Given passage:
◇ ◇ ◇ ◇ ◇
Anyone any idea of how much spirulina you can add? Can you use for example 50%?


----------



## Yo-han (Oct 15, 2010)

Someone adviced me to use spirulina in the 10-20% range. Only question I've left before I start making it. What would the best binding agent be. I found multiple suggestions, all with pros and cons.

- gelatin
- agar
- ...

Anybody experience or any idea what would be best?


----------



## HX67 (Sep 24, 2009)

As mentioned above, I use gelatine.
Haven't used anything else, so can't really give any comparison.

I use about 3 tablespoons of powdered gelatine to a kg of pulp, premixed into boiling hot water and then mixed thoroughly into the pulp.
Pulp is then bagged and let cool down for several hours to let gelatine set. Then it's frozen.

It keeps food pretty firm and well clumped even when it melts when fed to fish. Sinks when melts.


----------



## Seattle_Aquarist (Mar 7, 2008)
◇ ◇ ◇ ◇ ◇
Material provided:
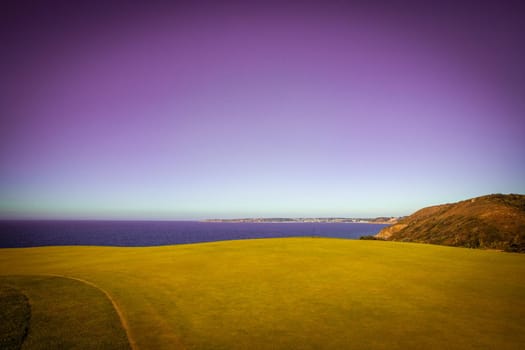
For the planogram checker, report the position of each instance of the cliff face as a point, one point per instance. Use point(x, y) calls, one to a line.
point(494, 221)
◇ ◇ ◇ ◇ ◇
Actions to take:
**1)** According to the forum thread, how much powdered gelatine does HX67 use per kilogram of pulp?
**2)** Set down the passage of the forum thread that begins at the words "## Yo-han (Oct" and stops after the words "pros and cons.".

Expected responses:
**1)** About 3 tablespoons.

**2)**
## Yo-han (Oct 15, 2010)

Someone adviced me to use spirulina in the 10-20% range. Only question I've left before I start making it. What would the best binding agent be. I found multiple suggestions, all with pros and cons.